======== Data section

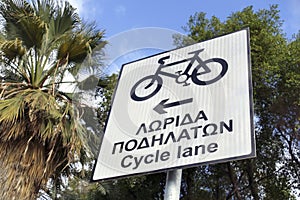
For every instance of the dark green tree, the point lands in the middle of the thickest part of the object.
(276, 81)
(274, 173)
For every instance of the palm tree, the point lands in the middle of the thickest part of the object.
(41, 134)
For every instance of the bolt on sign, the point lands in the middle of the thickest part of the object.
(181, 108)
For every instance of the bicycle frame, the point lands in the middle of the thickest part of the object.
(191, 60)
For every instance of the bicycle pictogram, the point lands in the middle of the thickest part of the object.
(154, 82)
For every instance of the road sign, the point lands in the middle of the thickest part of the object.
(180, 108)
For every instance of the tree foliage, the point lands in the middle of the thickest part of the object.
(274, 173)
(276, 81)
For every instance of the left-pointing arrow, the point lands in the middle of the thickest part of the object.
(160, 108)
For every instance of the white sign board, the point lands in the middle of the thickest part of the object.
(180, 108)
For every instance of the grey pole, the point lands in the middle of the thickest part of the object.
(173, 183)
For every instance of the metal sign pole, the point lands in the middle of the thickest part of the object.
(173, 183)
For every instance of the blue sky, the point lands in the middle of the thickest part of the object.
(137, 28)
(116, 16)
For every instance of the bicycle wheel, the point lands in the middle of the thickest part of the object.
(153, 80)
(195, 73)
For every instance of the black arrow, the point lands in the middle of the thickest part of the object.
(160, 108)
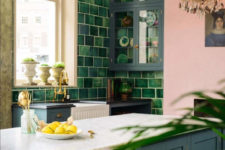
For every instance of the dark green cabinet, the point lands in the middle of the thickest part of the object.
(136, 35)
(196, 140)
(48, 114)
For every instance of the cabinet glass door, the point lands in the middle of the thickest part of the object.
(123, 48)
(149, 37)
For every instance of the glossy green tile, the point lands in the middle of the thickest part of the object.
(97, 82)
(92, 93)
(94, 30)
(83, 29)
(95, 51)
(39, 95)
(88, 83)
(84, 50)
(105, 62)
(92, 1)
(155, 83)
(101, 92)
(106, 3)
(121, 74)
(73, 94)
(80, 82)
(93, 10)
(88, 61)
(82, 72)
(98, 62)
(89, 40)
(148, 93)
(111, 73)
(141, 83)
(159, 93)
(15, 95)
(89, 19)
(80, 18)
(105, 22)
(80, 61)
(102, 72)
(105, 82)
(102, 52)
(83, 93)
(159, 74)
(106, 42)
(157, 103)
(98, 41)
(148, 74)
(103, 11)
(136, 93)
(83, 7)
(98, 21)
(103, 32)
(80, 39)
(98, 2)
(134, 74)
(49, 94)
(92, 72)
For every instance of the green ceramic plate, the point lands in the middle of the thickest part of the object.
(122, 58)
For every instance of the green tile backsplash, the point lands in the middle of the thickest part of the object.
(93, 63)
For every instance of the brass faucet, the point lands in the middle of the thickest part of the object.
(60, 91)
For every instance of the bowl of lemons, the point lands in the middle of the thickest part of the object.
(59, 131)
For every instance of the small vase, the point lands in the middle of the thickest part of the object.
(56, 74)
(30, 72)
(44, 75)
(28, 125)
(124, 90)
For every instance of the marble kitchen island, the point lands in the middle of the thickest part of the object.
(104, 138)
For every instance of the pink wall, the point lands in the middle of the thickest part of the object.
(188, 65)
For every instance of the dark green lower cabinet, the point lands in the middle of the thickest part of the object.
(198, 140)
(223, 145)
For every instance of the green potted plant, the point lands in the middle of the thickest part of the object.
(57, 68)
(44, 74)
(30, 72)
(212, 106)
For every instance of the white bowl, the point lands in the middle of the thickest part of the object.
(59, 136)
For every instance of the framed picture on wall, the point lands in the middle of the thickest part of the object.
(215, 29)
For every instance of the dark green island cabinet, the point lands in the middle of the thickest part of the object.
(197, 140)
(136, 35)
(48, 112)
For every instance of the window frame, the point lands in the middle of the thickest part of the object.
(66, 42)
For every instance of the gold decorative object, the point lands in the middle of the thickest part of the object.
(24, 100)
(201, 6)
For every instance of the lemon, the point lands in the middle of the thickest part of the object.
(72, 129)
(53, 126)
(56, 122)
(48, 130)
(60, 130)
(64, 125)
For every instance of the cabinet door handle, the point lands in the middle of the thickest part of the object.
(59, 115)
(136, 46)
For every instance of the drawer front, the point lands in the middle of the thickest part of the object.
(59, 114)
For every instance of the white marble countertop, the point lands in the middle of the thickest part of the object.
(12, 139)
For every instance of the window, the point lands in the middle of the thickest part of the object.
(41, 33)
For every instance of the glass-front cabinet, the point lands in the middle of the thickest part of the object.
(136, 42)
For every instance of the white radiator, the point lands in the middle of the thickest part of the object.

================

Written exercise:
Your copy should repeat each entry above exactly but contain no pictures.

Solution for this problem:
For every instance of the dark green tree, the point lands in the middle of the thickest part of the object.
(276, 81)
(274, 173)
For every instance of the palm tree, the point lands in the middle of the thickest part of the object.
(41, 134)
For every instance of the bolt on sign, the point lands in the middle of the thickest part of the object.
(181, 108)
For every instance of the bicycle frame, the point lands in the middle of the thickest part of the object.
(191, 60)
For every instance of the bicycle pictogram, the point lands in the middle of the thickest part of the object.
(154, 82)
For every instance of the road sign, the point lands in the middle of the thickest part of the object.
(180, 108)
For every instance of the tree foliage, the point lands in the middle of the thickest part of the object.
(274, 173)
(276, 81)
For every instance of the left-pointing arrow, the point lands in the middle of the thickest part of the object.
(160, 108)
For every instance of the white sign board, the point lands in the middle of the thickest part of the object.
(180, 108)
For every instance of the grey pole, the point lands in the middle of the thickest part of the object.
(173, 183)
For every instance of the metal sign pole, the point lands in the middle of the thickest part of the object.
(173, 183)
For every instance of the blue sky, the point lands in the middle of the thickest part of the object.
(137, 28)
(116, 16)
For every instance of the bicycle wheel, the point lands in the middle of the thickest part of the object.
(153, 80)
(195, 73)
For every instance of the black arrow, the point lands in the middle of the thickest part of the object.
(160, 108)
For every instance of the dark green cabinet, the point lands in the middle of the thickest part of the object.
(136, 35)
(196, 140)
(48, 114)
For every instance of the cabinet glass door, the point lands in the middle of the thickest part of the object.
(123, 48)
(149, 37)
For every instance of the glossy green tile, the point lands in the middle of the thickest part of the object.
(97, 82)
(92, 93)
(94, 30)
(83, 29)
(95, 51)
(39, 95)
(88, 83)
(84, 50)
(105, 62)
(92, 1)
(155, 83)
(101, 92)
(106, 3)
(121, 74)
(73, 94)
(80, 82)
(93, 10)
(88, 61)
(82, 72)
(98, 62)
(89, 40)
(148, 93)
(111, 73)
(141, 83)
(159, 93)
(15, 95)
(89, 19)
(80, 18)
(105, 22)
(80, 61)
(102, 72)
(105, 82)
(102, 52)
(83, 93)
(159, 74)
(106, 42)
(157, 103)
(98, 41)
(148, 74)
(103, 11)
(136, 93)
(83, 7)
(98, 21)
(103, 32)
(80, 39)
(98, 2)
(134, 74)
(49, 94)
(92, 72)
For every instance of the green ceramic plate, the point lands in the middle of the thickest part of the object.
(122, 58)
For every instance of the green tile backsplash, the point lands in the middle of the thickest part of the object.
(93, 63)
For every instance of the brass faucet, the point lands in the middle of the thickest part of the object.
(60, 91)
For every instance of the bowl of lemons, the point lands in the middle of the thickest part of the object.
(59, 131)
For every instance of the small vase, the point lands in the middle of the thickest part of the object.
(56, 74)
(30, 72)
(44, 75)
(28, 125)
(124, 90)
For every instance of the marble kitchen island, the point lands in the middle of the thickest part of the object.
(104, 138)
For every instance of the pink wall, the point lands in the middle of the thickest part of the object.
(188, 65)
For every instance of the dark green lower cabinet, the point lands in the middle of the thickest part of the object.
(198, 140)
(223, 145)
For every instance of the green potted plant, the point lands in the middle of the thickest part of the object.
(57, 68)
(44, 74)
(30, 72)
(212, 106)
For every instance of the white bowl, the point lands in the middle of the thickest part of the object.
(59, 136)
For every instance of the framed picture on wall, the point lands in the middle of the thickest part of the object.
(215, 29)
For every instance of the dark green island cabinet, the point lands in the middle of the thickest part of the object.
(197, 140)
(136, 35)
(48, 112)
For every instance of the window frame, the point lands in the middle of the thickest part of the object.
(66, 42)
For every instance of the gold decorative object, the point lands in the middle of the thickest part of the object.
(24, 100)
(201, 6)
For every instance of the lemon, the point lands in the middle of the thickest part of the object.
(72, 129)
(53, 126)
(56, 122)
(48, 130)
(60, 130)
(64, 125)
For every instance of the cabinet door handle, the point lands in the middle of the thickest part of the object.
(59, 115)
(136, 46)
For every instance of the drawer front, the point lands in the middle of the thickest part of the object.
(59, 114)
For every instance of the white marble countertop, the point lands in the middle of the thickest part of the object.
(12, 139)
For every instance of the window, the point lands in the middle of the thickest part of the object.
(41, 33)
For every instance of the glass-front cabinet, the point lands in the middle of the thickest part of the object.
(136, 42)
For every instance of the white radiator, the point lands in the middle of the thickest part of the object.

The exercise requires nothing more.